- [TASK OBJECTIVE] Output every one of these records as a two-column CSV with the header text,answer. Give one row per record, with its wording and its answer each in one quoted field and line breaks turned into spaces.

— start of RECORDS TO USE —

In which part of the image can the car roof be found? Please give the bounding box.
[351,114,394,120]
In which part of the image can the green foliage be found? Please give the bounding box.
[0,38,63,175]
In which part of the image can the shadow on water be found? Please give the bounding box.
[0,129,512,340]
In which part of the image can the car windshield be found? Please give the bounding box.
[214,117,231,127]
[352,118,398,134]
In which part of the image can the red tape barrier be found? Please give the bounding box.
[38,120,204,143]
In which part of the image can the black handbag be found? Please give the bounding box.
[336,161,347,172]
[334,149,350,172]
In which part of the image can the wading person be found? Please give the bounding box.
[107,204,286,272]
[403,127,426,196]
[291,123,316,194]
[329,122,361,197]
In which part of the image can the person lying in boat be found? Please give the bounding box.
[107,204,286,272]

— end of RECORDS TO USE —

- [THE REPLY]
text,answer
"In which part of the image can the car roof be found? Please give the bounding box.","[351,114,394,120]"
"In which part of the image can the green foliage be found? Please give the bounding box.","[0,38,63,175]"
"In which part of the image can the shadow on water be found? Please give the bounding box.","[0,129,512,340]"
"In which part of the image can the car windshield be found? Please give the bounding box.","[214,117,231,127] [352,118,398,134]"
"In which part of the image can the red tape barrier be found? Please give the bounding box.","[38,120,204,143]"
"In which part of the image can the black handbag be found? Please give the bounding box.","[336,161,347,172] [334,149,350,172]"
"In which part of the image can the wading person be found? Please give the bounding box.","[107,204,286,272] [403,127,426,196] [291,123,316,194] [329,122,361,197]"
"In which part of the image can the person lying in boat be found? Please give the bounding box.","[107,204,286,272]"